Written by: Ed Oksendahl and Arne Oksendal
Collected and edited by Karen Windheim, Oregon, USA.
Introduction by Kaare Trefall

Introduction:
Edward and Arne Oksendal are the two youngest sons of Kari Nilsdotter Trefall and Rasmus Nilson Yksendal which emigrated from Eksingedalen, Norway, to North Dakota, USA, in 1913. More about the life of the immigration family could be found in the story of Rasmus Oksendal Family. Kari's childhood on the farm Trefall in the valley of Eksingedalen could be found in Kari's stories.
The story:

Rich Valley school. Photo by Karen
Ed wrote - The Rich Valley Township in which we lived was peopled by immigrants. Our parents came from Norway and spoke Norwegian in the home, but most of the rest of the township was peopled by immigrants from Russia, and they spoke Russian in the home. There was a little prejudice and suspicion between the Norwegians and the Russian families. Nearly all the students in this class at school were 1st. generation Americans of the Russian background. This included Peter Fettig, Lew Wentz, Vivian, Jean and Florence Leieer and the Bachmiers. I don't recall a single time when any of my schoolmates visited me on the farm and I don't recall ever visiting any of them. Also, the Russian-American were Catholic and the Norwegian-Americans were Lutheran and this kept them separate also.
On the farm I milked cows (there were 7 milkers), fed the pigs, horses and calves. We milked in the barn, and it was very unsanitary with cow manure on the floor and flies everywhere. The cows were never washed and often flies, pieces of straw would fall into the milk pail, and we would pick them out with our fingers. Each cow gave 2 or 3 gallons of milk and after milking we would pour the milk in a separator, turned by hand, and milk would come out of one spout and cream out the other. The cream was put into 5 gallon cans and on Saturday they would be taken to town and sold. It seemed we always had a big collie like dog named Bingo. Our farm had a small coulee to the south of us and a big coulee to the west and this is where the cows and horses would pasture. I would get the cows and Bingo would go along. There were small streams in both coulees, but in summer they would dry up. There were no fish in these streams. The coulees had foxes, minks, skunks, weasels and gophers. Gophers also would have burrows in our grain fields and around their holes they would eat the grain and there would be a spot with no grain, only bare ground around each hole of about 10 feet in diameter or more. We would use poison to kill them, also traps, snares and a 22 rifle, but each year there were as many as before. At one time the county paid a bounty of 2¢ for each gopher killed, and I snared dozens of them. We also got a bounty for crow eggs. In the winter I trapped weasels and would get between $2 and $3 for each weasel pelt. I also hunted skunks. The way to catch skunks was to find a den and then wind a piece of barbed wire into the hole. This would catch onto the fur and then you would drag it out. I suppose you could do the same with a fox. It was a smelly work and I recall going to school once with skunk smell on me. One spring, I recall finding a fox den in the Big Coulee. I hid in the bushes nearby and watched. The mother fox was nearby and would bark, and the baby foxes came out and played at the den. I barked back at the mother fox. I also recall a hawk diving at me when I got near her nest. It made a whistling sound as it came down, but I never found her nest.

Excerpts of pointing data
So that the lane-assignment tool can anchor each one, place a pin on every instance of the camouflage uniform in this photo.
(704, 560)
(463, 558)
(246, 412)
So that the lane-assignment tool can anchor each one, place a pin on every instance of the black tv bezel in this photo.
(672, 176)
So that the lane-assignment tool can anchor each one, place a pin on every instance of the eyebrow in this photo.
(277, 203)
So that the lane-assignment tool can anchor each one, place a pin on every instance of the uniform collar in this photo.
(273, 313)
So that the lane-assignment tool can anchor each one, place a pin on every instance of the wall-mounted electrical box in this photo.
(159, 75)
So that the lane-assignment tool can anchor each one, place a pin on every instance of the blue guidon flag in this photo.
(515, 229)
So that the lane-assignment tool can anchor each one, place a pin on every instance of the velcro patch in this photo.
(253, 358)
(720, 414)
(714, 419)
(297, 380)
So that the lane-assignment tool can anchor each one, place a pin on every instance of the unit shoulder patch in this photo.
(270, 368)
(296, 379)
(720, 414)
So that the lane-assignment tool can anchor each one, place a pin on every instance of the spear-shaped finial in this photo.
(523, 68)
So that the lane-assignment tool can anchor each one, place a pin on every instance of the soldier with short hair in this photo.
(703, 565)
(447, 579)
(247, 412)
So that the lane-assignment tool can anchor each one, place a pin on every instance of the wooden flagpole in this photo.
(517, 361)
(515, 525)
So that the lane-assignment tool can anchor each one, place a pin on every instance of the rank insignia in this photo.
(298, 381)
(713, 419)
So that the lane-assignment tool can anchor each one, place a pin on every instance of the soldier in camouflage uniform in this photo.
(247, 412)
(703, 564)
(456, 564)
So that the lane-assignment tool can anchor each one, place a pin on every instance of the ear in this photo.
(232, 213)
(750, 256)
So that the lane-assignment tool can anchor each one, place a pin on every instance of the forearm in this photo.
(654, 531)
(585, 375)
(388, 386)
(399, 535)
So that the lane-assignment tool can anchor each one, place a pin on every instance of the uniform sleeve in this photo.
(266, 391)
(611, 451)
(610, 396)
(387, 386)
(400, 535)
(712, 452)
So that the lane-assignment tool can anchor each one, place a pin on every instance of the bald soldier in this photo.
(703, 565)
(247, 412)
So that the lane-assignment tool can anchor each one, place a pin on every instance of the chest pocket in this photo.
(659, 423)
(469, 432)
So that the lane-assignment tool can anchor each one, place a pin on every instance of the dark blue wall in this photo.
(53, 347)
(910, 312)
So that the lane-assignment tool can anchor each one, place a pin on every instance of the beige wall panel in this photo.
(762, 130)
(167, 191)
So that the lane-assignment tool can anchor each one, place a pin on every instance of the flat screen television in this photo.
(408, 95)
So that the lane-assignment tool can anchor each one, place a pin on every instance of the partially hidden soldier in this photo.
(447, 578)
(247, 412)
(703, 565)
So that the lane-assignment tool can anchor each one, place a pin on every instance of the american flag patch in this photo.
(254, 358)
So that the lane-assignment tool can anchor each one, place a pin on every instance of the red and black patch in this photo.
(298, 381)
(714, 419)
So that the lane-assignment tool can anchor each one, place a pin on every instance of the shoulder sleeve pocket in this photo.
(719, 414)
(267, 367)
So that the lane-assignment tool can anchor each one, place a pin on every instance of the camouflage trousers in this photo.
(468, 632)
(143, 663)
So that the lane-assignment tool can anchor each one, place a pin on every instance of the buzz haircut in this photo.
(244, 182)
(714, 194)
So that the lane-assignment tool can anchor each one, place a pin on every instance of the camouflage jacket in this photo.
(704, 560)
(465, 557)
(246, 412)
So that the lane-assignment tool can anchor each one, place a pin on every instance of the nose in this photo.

[The tasks]:
(a) Extract the part of the Rich Valley memoir from "Rich Valley school." up to and including "them separate also.".
(b) Please check each statement against the Rich Valley memoir and answer yes or no, quoting the words that decide it: (i) The cream was taken to town and sold on Saturdays. (ii) The streams in the coulees held fish. (iii) Ed found the hawk's nest.
(c) Write what follows the final sentence of the Rich Valley memoir, carrying the account on from there.

[Results for each task]:
(a)
Rich Valley school. Photo by Karen
Ed wrote - The Rich Valley Township in which we lived was peopled by immigrants. Our parents came from Norway and spoke Norwegian in the home, but most of the rest of the township was peopled by immigrants from Russia, and they spoke Russian in the home. There was a little prejudice and suspicion between the Norwegians and the Russian families. Nearly all the students in this class at school were 1st. generation Americans of the Russian background. This included Peter Fettig, Lew Wentz, Vivian, Jean and Florence Leieer and the Bachmiers. I don't recall a single time when any of my schoolmates visited me on the farm and I don't recall ever visiting any of them. Also, the Russian-American were Catholic and the Norwegian-Americans were Lutheran and this kept them separate also.

(b)
(i) Yes: "The cream was put into 5 gallon cans and on Saturday they would be taken to town and sold."
(ii) No: "There were no fish in these streams."
(iii) No: "but I never found her nest."

(c)
Arne wrote - When I was about 8-9 years old I went hunting with a 22 cal. Rifle. Setting traps for weasels and mink in the winter, and selling the skins for pocket money. And also skunk hunting. Skunks hibernate in the winter and the only way to catch then is to make them come out of the hole. Smoke cartridges were placed in the hole but were not very effective unless there was an air hole at the other end. Another way was to take a length of barbed wire and bend a hook at one end and make a crank at the other end. The wire was shoved into the hole as far as possible, and then turn the crank on the opposite end; eventually the hook would grab hold of the fur and skin of the skunk. Cranking as tight as possible and pulling on the wire I could pull the skunk to the tip of the hole. This time I hooked the seat of the skunk and slowly pulled it out of the hole. I kept pulling to see its head so I could shoot it in the head with my 22 rifle so as not to damage the fur on the body. Pulling on the wire with my left had and with my rifle ready in my right hand I caught sight of its eyeball. The skunk got sight of my eyeball too and he shot his missile right into my right eye before I could shoot him in the head. He was faster on the draw and a better marksman then me. I dropped my rifle and wire and wiped my burning eye and went home, washed and changed cloths but the smell lasted for a good week. That was my last skunk hunt.

We would not skin skunks because of the smell and sold them whole for about $2.50. Mink and weasels we would skin and then turn the fur portion inside and then stretch it by pulling the skin over a thick flat wide board. By doing the skinning ourselves we could stretch it to larger side and get a better price for the fur.

Another thing we did was catch gophers in the summertime. Benson County offered 2 cents bounty for each gopher tail that was brought to them. Gophers were doing damage to the crops so the county offered a reward for each one caught, I would use binder twine that was used to tie bundles of wheat or sugar cane. I would make a noose at one end and place the noose over the gopher's hole and then lay flat on the ground about 50 feet away waiting for the gopher to stick his head out of the hole. When his head was high enough I would jerk the twine and snare the gopher. After killing it I would cut the tail off and put it in a can and add more and finally take the tails in and get my bounty.

With my money I bought an old bicycle from a neighbor but don't remember if I ever learned to ride it or not. I ordered a lens kit for a telescope but being out in the country I couldn't find a tube to install the lens in, so I gave it up.

Edward bought a 2 seat horse and buggy and rode it around. Norval, my oldest brother bought a car, I think it was a 1937 Chevrolet. I remember very little about my four sisters during this period. My Uncle Lars would bring candy for me in his Model A car. I had a lot of fun and things to do and seemed to be satisfied with farm life.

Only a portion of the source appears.